_Your goal_.
Reproduce every line from the start of the material through the line holding "83;57;86;71", inclusive, with the requests kept unchanged, including the numbers in their format sample. Scale each box coordinate in the answers by 2.4, rounding to the nearest whole number with halves going up.

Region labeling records
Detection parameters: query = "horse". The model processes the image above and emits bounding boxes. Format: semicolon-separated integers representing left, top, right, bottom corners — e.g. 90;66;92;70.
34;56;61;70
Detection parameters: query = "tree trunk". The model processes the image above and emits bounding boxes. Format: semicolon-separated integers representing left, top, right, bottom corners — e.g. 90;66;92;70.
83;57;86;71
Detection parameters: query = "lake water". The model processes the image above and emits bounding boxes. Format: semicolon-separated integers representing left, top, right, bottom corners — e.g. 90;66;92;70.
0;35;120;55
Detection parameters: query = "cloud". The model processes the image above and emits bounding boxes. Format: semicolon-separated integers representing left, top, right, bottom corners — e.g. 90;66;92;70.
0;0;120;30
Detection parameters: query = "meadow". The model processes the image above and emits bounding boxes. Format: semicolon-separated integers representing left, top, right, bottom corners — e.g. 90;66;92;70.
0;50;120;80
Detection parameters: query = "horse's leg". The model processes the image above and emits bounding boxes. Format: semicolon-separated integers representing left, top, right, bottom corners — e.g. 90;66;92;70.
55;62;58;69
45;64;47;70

_Finished exercise_.
Detection parameters: query = "horse". The model processes the image above and emits bounding boxes. Format: semicolon-separated integers representing left, top, right, bottom corners — e.g. 90;66;92;70.
82;134;146;168
Detection parameters: query = "tree trunk". The model processes the image above and emits bounding boxes. Format: semicolon-separated integers representing left, top, right, bottom corners — e.g. 90;66;92;70.
199;137;206;170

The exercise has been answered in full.